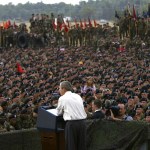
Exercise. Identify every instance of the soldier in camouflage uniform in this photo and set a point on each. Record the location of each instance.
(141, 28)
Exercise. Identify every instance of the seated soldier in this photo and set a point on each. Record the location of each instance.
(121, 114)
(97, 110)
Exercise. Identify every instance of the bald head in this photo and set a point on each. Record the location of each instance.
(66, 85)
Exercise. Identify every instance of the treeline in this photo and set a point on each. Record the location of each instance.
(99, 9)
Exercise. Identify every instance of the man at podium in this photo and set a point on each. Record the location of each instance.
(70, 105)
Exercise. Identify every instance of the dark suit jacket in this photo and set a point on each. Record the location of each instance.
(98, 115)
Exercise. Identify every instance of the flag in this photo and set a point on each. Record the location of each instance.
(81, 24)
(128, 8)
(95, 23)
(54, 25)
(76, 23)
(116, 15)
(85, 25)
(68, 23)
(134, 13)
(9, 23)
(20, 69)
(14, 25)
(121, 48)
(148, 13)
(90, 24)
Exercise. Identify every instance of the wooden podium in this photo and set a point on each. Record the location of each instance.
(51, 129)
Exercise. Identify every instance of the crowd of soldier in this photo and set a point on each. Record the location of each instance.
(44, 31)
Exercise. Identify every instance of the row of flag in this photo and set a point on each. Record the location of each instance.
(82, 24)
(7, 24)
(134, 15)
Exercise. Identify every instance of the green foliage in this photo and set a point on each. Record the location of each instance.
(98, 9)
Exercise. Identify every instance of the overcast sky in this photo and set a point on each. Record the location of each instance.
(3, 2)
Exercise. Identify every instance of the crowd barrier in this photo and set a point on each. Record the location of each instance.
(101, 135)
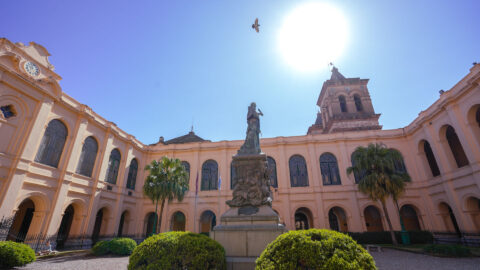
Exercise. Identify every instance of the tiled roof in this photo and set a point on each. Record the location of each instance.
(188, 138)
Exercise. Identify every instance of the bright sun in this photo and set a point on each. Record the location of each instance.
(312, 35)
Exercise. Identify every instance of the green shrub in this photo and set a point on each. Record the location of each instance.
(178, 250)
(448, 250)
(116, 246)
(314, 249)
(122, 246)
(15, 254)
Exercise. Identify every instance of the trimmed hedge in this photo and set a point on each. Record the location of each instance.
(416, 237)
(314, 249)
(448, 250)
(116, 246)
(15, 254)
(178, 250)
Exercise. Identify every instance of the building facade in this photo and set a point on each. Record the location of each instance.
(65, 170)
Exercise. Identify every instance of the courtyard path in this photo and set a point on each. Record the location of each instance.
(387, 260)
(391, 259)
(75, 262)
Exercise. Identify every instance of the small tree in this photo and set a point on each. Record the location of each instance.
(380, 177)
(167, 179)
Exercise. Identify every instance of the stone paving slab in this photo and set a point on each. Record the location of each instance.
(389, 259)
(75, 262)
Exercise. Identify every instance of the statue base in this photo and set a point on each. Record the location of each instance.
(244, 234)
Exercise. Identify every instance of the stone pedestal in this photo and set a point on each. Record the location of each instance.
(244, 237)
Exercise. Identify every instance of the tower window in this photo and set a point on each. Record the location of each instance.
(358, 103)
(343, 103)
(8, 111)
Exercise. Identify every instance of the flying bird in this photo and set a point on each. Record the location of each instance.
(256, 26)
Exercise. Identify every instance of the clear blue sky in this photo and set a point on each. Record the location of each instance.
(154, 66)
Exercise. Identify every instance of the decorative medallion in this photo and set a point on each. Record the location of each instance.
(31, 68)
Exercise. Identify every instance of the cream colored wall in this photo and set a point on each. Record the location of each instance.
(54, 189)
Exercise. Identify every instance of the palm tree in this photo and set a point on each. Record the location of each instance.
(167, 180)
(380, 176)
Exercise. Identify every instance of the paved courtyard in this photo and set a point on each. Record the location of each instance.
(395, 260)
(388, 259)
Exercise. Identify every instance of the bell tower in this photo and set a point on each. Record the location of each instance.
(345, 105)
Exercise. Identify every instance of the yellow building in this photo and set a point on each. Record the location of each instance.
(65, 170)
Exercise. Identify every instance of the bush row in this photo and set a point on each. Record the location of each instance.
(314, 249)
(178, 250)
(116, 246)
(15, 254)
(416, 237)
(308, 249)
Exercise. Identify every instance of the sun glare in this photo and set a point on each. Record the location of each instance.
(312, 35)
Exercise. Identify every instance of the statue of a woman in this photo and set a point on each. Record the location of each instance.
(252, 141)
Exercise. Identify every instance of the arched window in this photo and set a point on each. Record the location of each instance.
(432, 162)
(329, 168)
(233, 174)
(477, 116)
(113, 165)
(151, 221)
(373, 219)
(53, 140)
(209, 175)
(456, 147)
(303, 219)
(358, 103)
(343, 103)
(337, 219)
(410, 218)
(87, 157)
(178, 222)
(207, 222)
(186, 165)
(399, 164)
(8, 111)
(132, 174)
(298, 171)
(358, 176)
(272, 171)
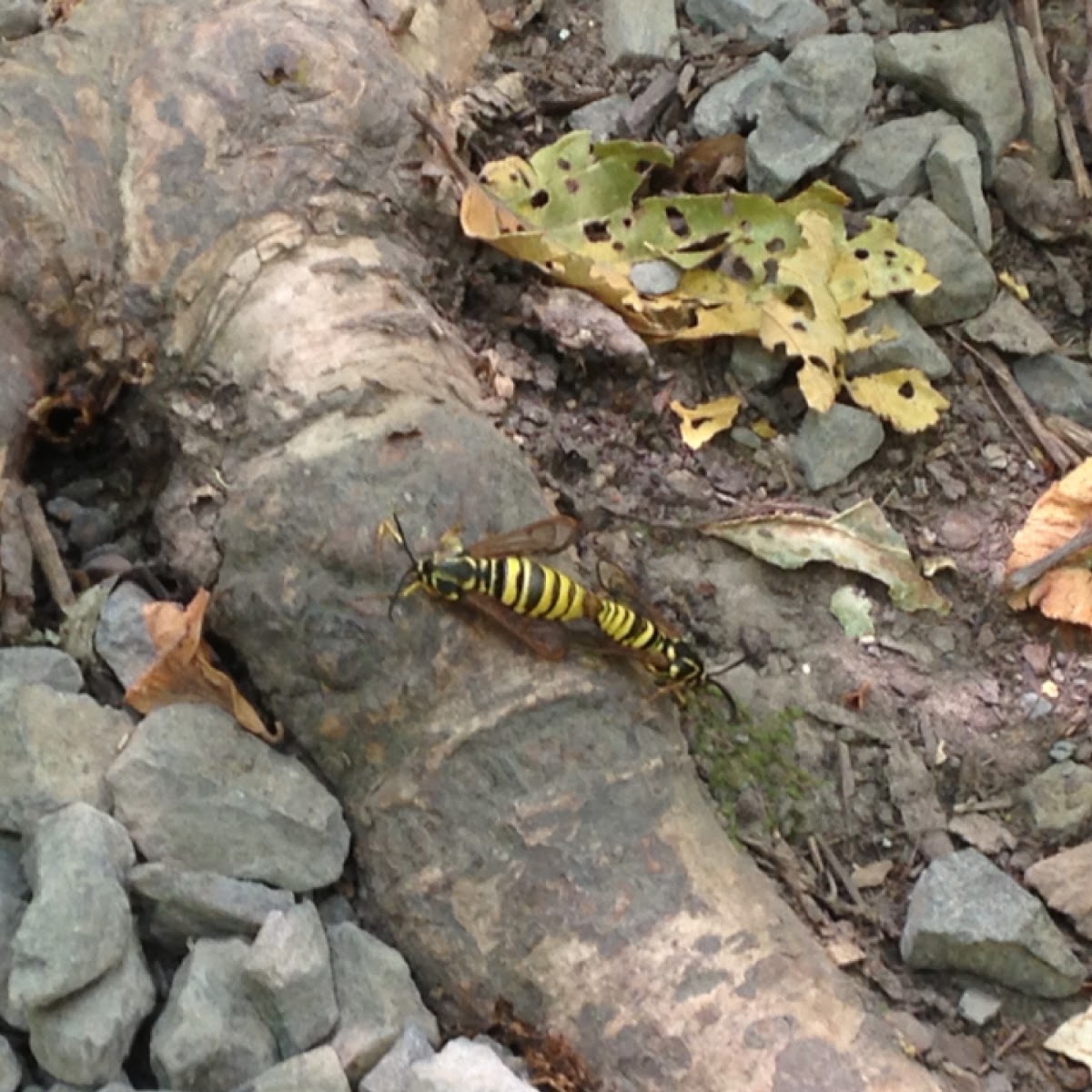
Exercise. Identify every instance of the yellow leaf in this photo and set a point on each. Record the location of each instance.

==================================================

[Directions for this task]:
What you should produce is an exact copy of the records, with the pictures left out.

[Result of the task]:
Exercise. Identify every instance of the soldier in camouflage uniform in this photo and set a point on each. Record the location of each instance.
(141, 28)
Exercise. Identify every instance of the seated soldier in this photo and set a point on each. Record the location of each instance.
(121, 114)
(97, 110)
Exercise. Identify every instance of the bald head in this photo and set a point on each. Record the location of each instance.
(66, 85)
Exercise. Identify every instance of the treeline in this photo and set a point on each. Record the location of each instance.
(99, 9)
Exercise. Identify every instance of the man at podium in this photo and set a point on each. Record the location of each instance.
(70, 105)
Exercise. Identify every instance of the dark suit jacket in this photo and set a point on each. Record the location of each instance.
(98, 115)
Exercise. Identify every instance of the flag in this photo and set a point on each. Record the location of each instance.
(81, 24)
(128, 8)
(95, 23)
(54, 25)
(76, 23)
(116, 15)
(85, 25)
(68, 23)
(134, 13)
(9, 23)
(20, 69)
(14, 25)
(121, 48)
(148, 13)
(90, 24)
Exercise. Identify every instance of the wooden podium in this photo and set a point on each. Record the location of each instance.
(51, 129)
Exercise. Identify every instance of the crowd of soldier in this photo and set a point on each. Record the location of each instance.
(44, 31)
Exercise. Identify every instance of the row of flag in this photo and set a point on each. Record the location of each instance.
(82, 24)
(7, 24)
(134, 15)
Exercise. Identify every instance of the green foliage in this photo and set a point on each. Record the location of each instance.
(98, 9)
Exercise. Identify every instance of the overcast sky in this photo and set a point on each. Record the location of each instance.
(3, 2)
Exercise. Identify every instance of the crowd barrier in this photo and set a point on each. Record the location of each instance.
(101, 135)
Exercise. Identify every instance of the tiled roof in this photo and set a point on each. Record the location of each instance.
(188, 138)
Exercise. Identify every instance of the bright sun in this photo and set a point on each. Record the location of each instance.
(312, 35)
Exercise. Identify every instance of the green shrub in this photo and set a point on each. Record the location of each instance.
(178, 250)
(448, 250)
(116, 246)
(314, 249)
(122, 246)
(15, 254)
Exercise. Identify every instance of the trimmed hedge in this photo and set a point on each. Record the location of each instance.
(416, 237)
(314, 249)
(448, 250)
(116, 246)
(15, 254)
(178, 250)
Exercise. Identify every instance of the building facade in this photo and set a point on each. Record the location of each instance.
(65, 170)
Exercise. Identify every instance of the courtyard path in this photo and set a point on each. Record the location of each instance.
(387, 260)
(391, 259)
(75, 262)
Exercise. Identify every instance of the small tree in this photo and set a point on each. Record the location of each instance.
(380, 177)
(167, 179)
Exercise. Identify every instance of the stone paving slab in this photo and set a point on each. Record the location of each instance.
(389, 259)
(75, 262)
Exercise. Identify every instance of the statue base in this photo and set a point on each. Record the location of each instance.
(244, 234)
Exercise. Identify every instance of the stone pedestal in this photo and set a point on each. Record the location of each instance.
(244, 237)
Exercise. Identify every instance of the tower window in this photo and set a point on each. Record the location of each instance.
(358, 103)
(343, 103)
(8, 111)
Exercise. Identify every instance of the flying bird in this photo and set a point on each. Record the location of each instance.
(256, 26)
Exercise. Identify every instance of the clear blue sky in this photo and set a point on each. Record the location of each instance.
(154, 66)
Exercise. Identify every instance of the decorative medallion in this photo and set a point on each. Record the location of each instance.
(31, 68)
Exercise. Identify every instance of the cream colored wall in this photo and set a point on each. Record the location of each instance.
(54, 189)
Exercise. Identify every instance of the palm tree in this photo and set a point on each. Record the location of each instance.
(167, 180)
(380, 176)
Exercise. Identify every instance of the paved courtyard in this photo and set a point on each. Record the location of each instance.
(395, 260)
(388, 259)
Exercise. Identify every instance of the bell tower in this photo and set a point on each. Record the location of each instance.
(345, 105)
Exercise. Identify every instance of the yellow building in this photo and set a point on each. Record the location of each instance.
(65, 170)
Exercise. Identify every instance of the bush row in this photo and set a point on each. Record the location of each instance.
(314, 249)
(178, 250)
(116, 246)
(15, 254)
(416, 237)
(308, 249)
Exercise. Identify every instance of the sun glare in this photo and set a point on each. Record the location of each instance.
(312, 35)
Exercise. Identify every instance of the statue of a woman in this photo and set a point on each. Record the location of each instance.
(252, 141)
Exercise. Identify every instance of the arched window in this photo and set a point on each. Record the location of each instance.
(432, 162)
(329, 168)
(233, 174)
(477, 116)
(113, 165)
(151, 221)
(373, 219)
(53, 140)
(209, 175)
(456, 147)
(303, 219)
(358, 103)
(343, 103)
(337, 219)
(410, 218)
(87, 157)
(178, 222)
(207, 222)
(186, 165)
(399, 164)
(8, 111)
(132, 174)
(298, 171)
(358, 176)
(272, 171)
Exercise. Identify every instance of the yellow leaf in this photo and set a point on each. Record the location of each instance.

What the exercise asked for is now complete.